BEGIN

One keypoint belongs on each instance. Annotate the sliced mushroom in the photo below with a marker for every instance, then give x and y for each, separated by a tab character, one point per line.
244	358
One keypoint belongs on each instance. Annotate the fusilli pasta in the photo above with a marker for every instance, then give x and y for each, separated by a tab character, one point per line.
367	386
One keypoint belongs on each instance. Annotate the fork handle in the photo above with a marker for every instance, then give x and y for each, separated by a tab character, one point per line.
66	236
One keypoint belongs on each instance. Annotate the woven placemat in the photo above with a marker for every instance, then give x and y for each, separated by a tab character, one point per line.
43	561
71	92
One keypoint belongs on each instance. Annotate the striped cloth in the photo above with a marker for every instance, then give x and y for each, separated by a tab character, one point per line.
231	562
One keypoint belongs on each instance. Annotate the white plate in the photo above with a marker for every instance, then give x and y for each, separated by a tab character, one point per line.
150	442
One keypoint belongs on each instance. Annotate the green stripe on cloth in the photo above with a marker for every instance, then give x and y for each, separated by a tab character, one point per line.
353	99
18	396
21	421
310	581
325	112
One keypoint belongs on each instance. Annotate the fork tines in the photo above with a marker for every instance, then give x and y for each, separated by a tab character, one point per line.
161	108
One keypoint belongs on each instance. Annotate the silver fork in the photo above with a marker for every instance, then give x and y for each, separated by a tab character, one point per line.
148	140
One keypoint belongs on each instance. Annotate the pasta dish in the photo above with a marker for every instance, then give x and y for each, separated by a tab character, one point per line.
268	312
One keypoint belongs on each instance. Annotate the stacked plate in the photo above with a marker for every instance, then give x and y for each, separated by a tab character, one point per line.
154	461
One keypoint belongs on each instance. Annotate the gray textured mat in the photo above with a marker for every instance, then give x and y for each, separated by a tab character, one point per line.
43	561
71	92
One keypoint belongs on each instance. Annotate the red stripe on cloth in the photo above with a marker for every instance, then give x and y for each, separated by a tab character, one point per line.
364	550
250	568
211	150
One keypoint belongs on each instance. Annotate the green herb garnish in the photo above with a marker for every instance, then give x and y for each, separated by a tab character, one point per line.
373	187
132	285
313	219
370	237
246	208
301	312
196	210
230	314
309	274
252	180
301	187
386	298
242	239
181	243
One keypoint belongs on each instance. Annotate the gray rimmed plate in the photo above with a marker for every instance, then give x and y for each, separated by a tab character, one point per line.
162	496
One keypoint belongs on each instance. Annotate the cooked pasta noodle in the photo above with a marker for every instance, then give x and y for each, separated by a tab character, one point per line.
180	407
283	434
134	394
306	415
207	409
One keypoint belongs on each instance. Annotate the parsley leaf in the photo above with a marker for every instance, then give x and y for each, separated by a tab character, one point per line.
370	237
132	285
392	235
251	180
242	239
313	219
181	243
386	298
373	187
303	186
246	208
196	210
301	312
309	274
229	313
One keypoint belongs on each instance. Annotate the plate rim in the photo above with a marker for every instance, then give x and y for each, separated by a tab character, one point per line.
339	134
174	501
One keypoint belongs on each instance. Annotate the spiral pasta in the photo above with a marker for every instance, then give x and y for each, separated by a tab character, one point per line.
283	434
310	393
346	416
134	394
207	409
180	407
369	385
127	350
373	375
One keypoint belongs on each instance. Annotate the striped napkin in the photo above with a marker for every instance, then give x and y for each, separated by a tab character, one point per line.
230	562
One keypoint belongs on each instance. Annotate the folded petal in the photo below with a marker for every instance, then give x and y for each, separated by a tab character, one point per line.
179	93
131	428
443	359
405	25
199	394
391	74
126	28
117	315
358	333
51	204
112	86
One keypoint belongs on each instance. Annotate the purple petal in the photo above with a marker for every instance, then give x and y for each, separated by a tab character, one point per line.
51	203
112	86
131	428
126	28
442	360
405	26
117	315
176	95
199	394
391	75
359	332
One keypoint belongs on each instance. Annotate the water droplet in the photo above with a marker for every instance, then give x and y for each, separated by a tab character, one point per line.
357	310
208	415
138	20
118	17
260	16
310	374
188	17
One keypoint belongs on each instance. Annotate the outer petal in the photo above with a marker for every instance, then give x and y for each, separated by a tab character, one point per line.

END

§ **What the task requires**
Leaving every word in place, output the whole listing above.

§ **Solution for this problem**
One keypoint belongs on each instance. Annotate the sliced mushroom in the photo below with a marker for every instance, then give x and y for each, separated by a tab character, one point per line.
244	358
One keypoint belongs on each instance. Annotate the fusilli pasta in the photo above with a marker for every instance, then give x and y for each, separated by a tab character, one point per line.
367	386
One keypoint belongs on each instance. Annotate the fork handle in the photo above with a marker for every instance, then give x and y for each, separated by a tab character, one point per line.
66	236
One keypoint belongs on each instance. Annotate the woven placemat in the photo above with a marker for every instance, then give x and y for each, separated by a tab character, one point per line.
43	561
71	92
One keypoint belongs on each instance. Annotate the striped cloth in the photo above with a marker for every instance, then give x and y for each, separated by a tab character, one point per line.
231	562
One keypoint belongs on each instance. Annotate the white plate in the photo above with a marker for every instance, then give x and y for each, separated by a tab character, one point per line.
150	442
One keypoint belongs on each instance. Annotate the green stripe on cloth in the photo above with a marker for every instance, then give x and y for each, separated by a tab character, one point per line.
353	99
18	396
21	421
310	581
325	112
One keypoint belongs on each instance. Annotate the fork tines in the photo above with a marker for every instance, then give x and y for each, separated by a tab character, one point per line.
161	108
One keypoint belongs on each instance. Annotate the silver fork in the photo above with a marker for every instance, then give x and y for each, separated by a tab character, one point per line.
148	140
One keypoint belongs on each instance. Annotate the pasta dish in the photo above with a marker for every instance, then give x and y for each, separated by a tab character, one point per line.
268	312
One keypoint belongs on each instance. Annotate the stacked plate in the photo above with a marker for every instance, then give x and y for each, separated by a tab character, one point per line.
154	461
One keypoint belongs on each instance. Annotate the gray textured mat in the photo above with a marker for every instance, then give x and y for each, separated by a tab character, one point per line.
43	561
71	92
One keypoint belongs on each instance. Annotate the red stripe on cloth in the photo above with a marker for every instance, then give x and y for each, separated by a tab character, one point per line.
364	550
250	568
211	150
One keypoint belongs on each instance. Annotate the green herb garnish in the photo above with a marker for every instance, then give x and y for each, separated by a tab character, one point per line.
373	187
132	285
313	219
370	237
246	208
301	312
196	210
230	314
309	274
252	180
301	187
386	298
242	239
181	243
One keypoint belongs on each instance. Annotate the gray rimmed plate in the photo above with a marker for every instance, then give x and y for each, separated by a tab character, one point per line.
162	496
One keypoint belongs on each instance. Annotate the cooked pasta noodle in the photo above with a marker for every instance, then give x and y for each, separated by a tab character, one point per line.
180	407
283	434
134	394
306	415
207	409
One keypoint belongs on each instance. Annotate the parsley leaf in the photo above with a marker for every instance, then give x and y for each, separated by a tab character, one point per line.
370	237
132	285
392	235
251	180
242	239
313	219
181	243
386	298
373	187
303	186
246	208
196	210
301	312
309	274
229	313
One keypoint belongs on each instance. Annotate the plate rim in the photo above with a marker for every instance, then give x and y for each, separated by a tab character, one point per line.
339	134
174	501
One keypoint belongs on each instance. Annotate the spiral pasta in the photo above with a marker for every instance, then give x and y for each, separated by a tab character, one point per line.
283	434
310	393
346	416
134	394
207	409
180	407
369	385
127	350
373	375
One keypoint belongs on each instance. Annotate the striped napkin in the photo above with a marker for every instance, then give x and y for each, separated by a tab character, one point per line.
230	562
One keypoint belongs on each instance. Annotate the folded petal in the photo below with a marker for every instance, then give x and y for each, separated by a tab character, one point per line.
179	93
131	428
443	359
405	25
199	394
391	74
126	28
117	315
358	333
51	204
112	86
One keypoint belongs on each instance. Annotate the purple petal in the photo above with a marker for every instance, then give x and y for each, separated by a tab character, one point per line.
51	203
112	86
131	428
126	28
442	360
405	26
117	315
176	95
199	394
391	75
359	332
One keypoint belongs on each instance. Annotate the water droplet in the photo above with a marker for every instance, then give x and y for each, separated by a tab character, one point per line.
357	310
208	415
138	20
118	17
260	16
310	374
188	17
One keypoint belongs on each instance. Annotate the outer petal in the photo above with a marker for every instance, then give x and y for each, separated by a tab character, one point per line.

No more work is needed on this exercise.